# [Document excerpt]
--- Start ---
Ravens outlast pesky Jags, still in the hunt

photo-26 (2)Ravens 20, Jaguars 12

The haze of the Army-Navy game hung over M&T Bank Stadium. There were empty seats all around the enclosure at game time and neither the crowd nor the team felt playoff urgency looming. Wind swirled off Russell Street and the gray skies muted the crowd. Much of the game was like watching purple paint dry or being trapped in an endless television timeout. Not even the “Game of Thrones” theme song, a show in which Ravens play a symbolic and major role, could fire the boys up.

Sometimes a bad team is the worst one to play. Those guys are playing for their careers next year. And yesterday, the Jags pulled out all the stops to get a win with an onside kick and a fake punt. Toby Gerhardt and Blake Bortles came to play as did the Jaguars defense.
--- End ---
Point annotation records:
--- Start ---
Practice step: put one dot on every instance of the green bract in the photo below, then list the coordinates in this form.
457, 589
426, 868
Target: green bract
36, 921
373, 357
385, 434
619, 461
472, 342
--- End ---
# [Task directions]
After the material, output the passage of the Ravens-Jaguars game recap between "The haze of" and "the boys up.", inclusive.

# [Solution to this exercise]
The haze of the Army-Navy game hung over M&T Bank Stadium. There were empty seats all around the enclosure at game time and neither the crowd nor the team felt playoff urgency looming. Wind swirled off Russell Street and the gray skies muted the crowd. Much of the game was like watching purple paint dry or being trapped in an endless television timeout. Not even the “Game of Thrones” theme song, a show in which Ravens play a symbolic and major role, could fire the boys up.